PROBLEM REQUIREMENTS:
Arrange everything from the start of the listing down to the line containing "[[[913,786],[1200,796],[1200,640],[995,606],[947,620]]]", inclusive, as a numbered list with blank lines omitted. Leave the pictures out of your answer.

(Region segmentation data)

— START —

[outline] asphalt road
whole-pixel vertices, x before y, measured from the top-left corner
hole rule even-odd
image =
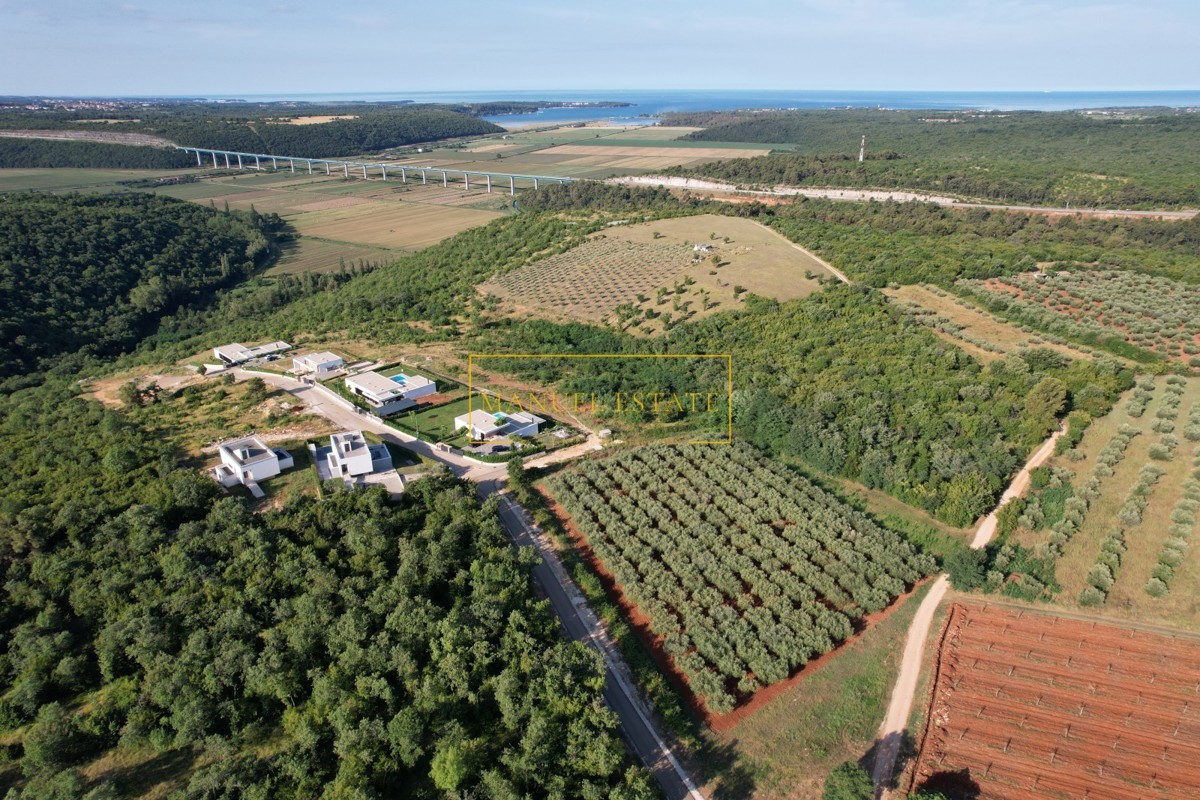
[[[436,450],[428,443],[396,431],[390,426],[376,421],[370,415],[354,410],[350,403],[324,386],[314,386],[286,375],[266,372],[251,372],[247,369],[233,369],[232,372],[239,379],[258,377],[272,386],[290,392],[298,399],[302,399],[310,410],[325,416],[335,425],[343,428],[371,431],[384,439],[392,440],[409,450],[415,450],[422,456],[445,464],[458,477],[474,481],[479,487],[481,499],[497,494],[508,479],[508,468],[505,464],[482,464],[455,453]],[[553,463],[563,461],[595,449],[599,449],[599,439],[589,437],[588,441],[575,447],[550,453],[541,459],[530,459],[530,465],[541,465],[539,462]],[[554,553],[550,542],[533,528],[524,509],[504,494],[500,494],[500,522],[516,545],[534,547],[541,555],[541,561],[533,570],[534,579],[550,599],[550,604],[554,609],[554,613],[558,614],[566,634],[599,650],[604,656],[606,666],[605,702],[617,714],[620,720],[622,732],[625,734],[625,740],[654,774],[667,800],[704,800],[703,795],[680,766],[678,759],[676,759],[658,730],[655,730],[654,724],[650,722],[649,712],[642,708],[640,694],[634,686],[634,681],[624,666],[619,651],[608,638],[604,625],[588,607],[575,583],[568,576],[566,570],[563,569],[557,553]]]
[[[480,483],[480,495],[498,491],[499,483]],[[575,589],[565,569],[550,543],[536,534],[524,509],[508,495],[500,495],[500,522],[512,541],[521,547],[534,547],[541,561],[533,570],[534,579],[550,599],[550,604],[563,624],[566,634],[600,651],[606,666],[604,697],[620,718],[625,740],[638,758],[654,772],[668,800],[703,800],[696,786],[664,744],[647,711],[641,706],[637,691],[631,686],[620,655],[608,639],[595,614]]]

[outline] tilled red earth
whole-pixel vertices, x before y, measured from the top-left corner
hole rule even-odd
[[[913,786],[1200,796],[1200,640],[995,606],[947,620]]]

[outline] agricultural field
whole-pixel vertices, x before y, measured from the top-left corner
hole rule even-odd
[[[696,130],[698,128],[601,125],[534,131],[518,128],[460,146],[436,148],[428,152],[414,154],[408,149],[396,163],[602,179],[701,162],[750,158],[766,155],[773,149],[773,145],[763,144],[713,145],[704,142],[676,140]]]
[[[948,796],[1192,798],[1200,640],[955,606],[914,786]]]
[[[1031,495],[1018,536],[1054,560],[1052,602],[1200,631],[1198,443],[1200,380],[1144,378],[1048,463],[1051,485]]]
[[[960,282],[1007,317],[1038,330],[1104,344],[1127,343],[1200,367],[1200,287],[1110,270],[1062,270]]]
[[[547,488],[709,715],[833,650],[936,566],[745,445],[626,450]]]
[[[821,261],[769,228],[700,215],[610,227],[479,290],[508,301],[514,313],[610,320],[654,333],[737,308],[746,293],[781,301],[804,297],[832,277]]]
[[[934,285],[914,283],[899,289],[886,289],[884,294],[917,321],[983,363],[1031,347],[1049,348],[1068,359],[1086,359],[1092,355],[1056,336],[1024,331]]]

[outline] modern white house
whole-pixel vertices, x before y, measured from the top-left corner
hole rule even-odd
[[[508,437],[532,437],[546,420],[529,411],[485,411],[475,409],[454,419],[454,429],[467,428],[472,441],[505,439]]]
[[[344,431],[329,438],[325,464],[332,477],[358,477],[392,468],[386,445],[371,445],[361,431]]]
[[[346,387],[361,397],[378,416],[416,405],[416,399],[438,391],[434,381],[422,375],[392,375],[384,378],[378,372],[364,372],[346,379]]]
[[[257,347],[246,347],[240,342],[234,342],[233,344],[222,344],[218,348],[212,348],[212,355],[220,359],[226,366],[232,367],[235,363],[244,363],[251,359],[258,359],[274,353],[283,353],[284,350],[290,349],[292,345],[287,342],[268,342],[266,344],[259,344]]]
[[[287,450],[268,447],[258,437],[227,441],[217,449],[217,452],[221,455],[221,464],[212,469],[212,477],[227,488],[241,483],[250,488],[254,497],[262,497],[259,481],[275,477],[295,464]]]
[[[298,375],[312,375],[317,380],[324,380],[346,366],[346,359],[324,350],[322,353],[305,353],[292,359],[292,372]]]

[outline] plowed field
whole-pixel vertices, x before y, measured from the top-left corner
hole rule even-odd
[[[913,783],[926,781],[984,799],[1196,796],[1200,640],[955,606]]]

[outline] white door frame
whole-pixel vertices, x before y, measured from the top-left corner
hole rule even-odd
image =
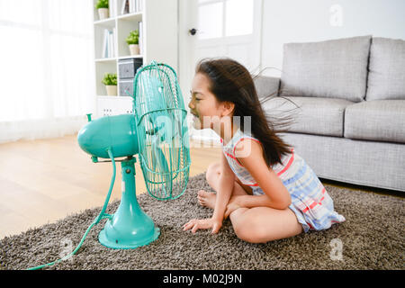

— END —

COMPLETE OUTPUT:
1. [outline] asphalt road
2. whole-pixel vertices, x before y, measured from the top-left corner
3. hole rule even-odd
4. image =
5. [[[436,450],[428,443],[396,431],[390,426],[376,421],[370,415],[354,410],[350,403],[324,386],[314,386],[286,375],[266,372],[251,372],[247,369],[233,369],[232,372],[239,379],[258,377],[272,386],[290,392],[298,399],[302,399],[310,410],[325,416],[335,425],[343,428],[371,431],[384,439],[392,440],[409,450],[415,450],[422,456],[445,464],[458,477],[474,481],[479,487],[481,499],[497,494],[508,479],[508,468],[505,464],[482,464],[455,453]],[[553,463],[563,461],[595,449],[599,449],[599,439],[589,437],[588,441],[575,447],[550,453],[541,459],[530,459],[530,465],[541,465],[539,462]],[[554,553],[550,542],[533,528],[524,509],[504,494],[500,494],[500,522],[516,545],[534,547],[541,555],[541,561],[533,570],[534,579],[550,599],[550,604],[554,609],[554,613],[558,614],[566,634],[599,650],[604,656],[606,666],[605,702],[617,714],[620,720],[622,732],[625,734],[625,740],[654,774],[667,800],[704,800],[703,795],[680,766],[678,759],[676,759],[658,730],[655,730],[654,724],[650,722],[649,712],[642,708],[640,694],[634,686],[634,681],[624,666],[619,651],[608,638],[604,625],[588,607],[575,583],[568,576],[566,570],[563,569],[557,553]]]
6. [[[480,483],[480,495],[498,491],[499,483]],[[575,589],[565,569],[550,543],[536,534],[524,509],[508,495],[500,495],[500,522],[512,541],[521,547],[534,547],[541,561],[533,570],[534,579],[550,599],[550,604],[563,624],[566,634],[600,651],[606,666],[604,697],[620,718],[625,740],[638,758],[654,772],[668,800],[703,800],[696,786],[664,744],[647,711],[641,706],[637,691],[631,686],[620,655],[608,639],[595,614]]]
7. [outline] tilled red earth
8. whole-pixel vertices, x before y, measured from the top-left corner
9. hole rule even-odd
10. [[[913,786],[1200,796],[1200,640],[995,606],[947,620]]]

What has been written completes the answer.